### Work request
Please output the entries below exactly as they are.

### Source data
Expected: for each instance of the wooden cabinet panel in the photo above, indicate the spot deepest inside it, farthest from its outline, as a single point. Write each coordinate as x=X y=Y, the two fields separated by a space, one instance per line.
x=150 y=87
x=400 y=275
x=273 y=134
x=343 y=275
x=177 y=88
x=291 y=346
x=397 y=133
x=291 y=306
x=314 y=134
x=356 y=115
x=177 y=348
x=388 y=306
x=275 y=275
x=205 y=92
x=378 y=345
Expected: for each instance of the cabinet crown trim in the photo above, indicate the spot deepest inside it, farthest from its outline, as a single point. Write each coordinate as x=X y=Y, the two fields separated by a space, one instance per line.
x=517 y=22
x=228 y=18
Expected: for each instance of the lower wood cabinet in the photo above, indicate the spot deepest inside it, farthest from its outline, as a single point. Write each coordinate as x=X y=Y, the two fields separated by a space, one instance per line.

### Response to this exercise
Expected: for each instance of the wooden cabinet panel in the photo above, indicate the spot deepest inside it, farthest from its outline, as a single point. Write each coordinate as x=X y=Y, the two fields separated by a space, one instance per line.
x=150 y=87
x=400 y=275
x=273 y=134
x=343 y=275
x=177 y=88
x=291 y=346
x=397 y=133
x=291 y=306
x=314 y=134
x=356 y=115
x=177 y=348
x=388 y=306
x=275 y=275
x=205 y=92
x=378 y=345
Expected: for each instance of the cabinet crown trim in the photo above, indicate the spot deepest inside it, farthest from its outline, as a single point. Write each coordinate as x=X y=Y, the two fields separated by a space, one instance per line.
x=517 y=22
x=228 y=18
Expected: for each instance of the lower wood cabinet in the photo above, indicate the spot deepest inside it, farthest from its outline, as a single point. Write each coordinate as x=X y=Y, the two fields separated by a space, one instance per line.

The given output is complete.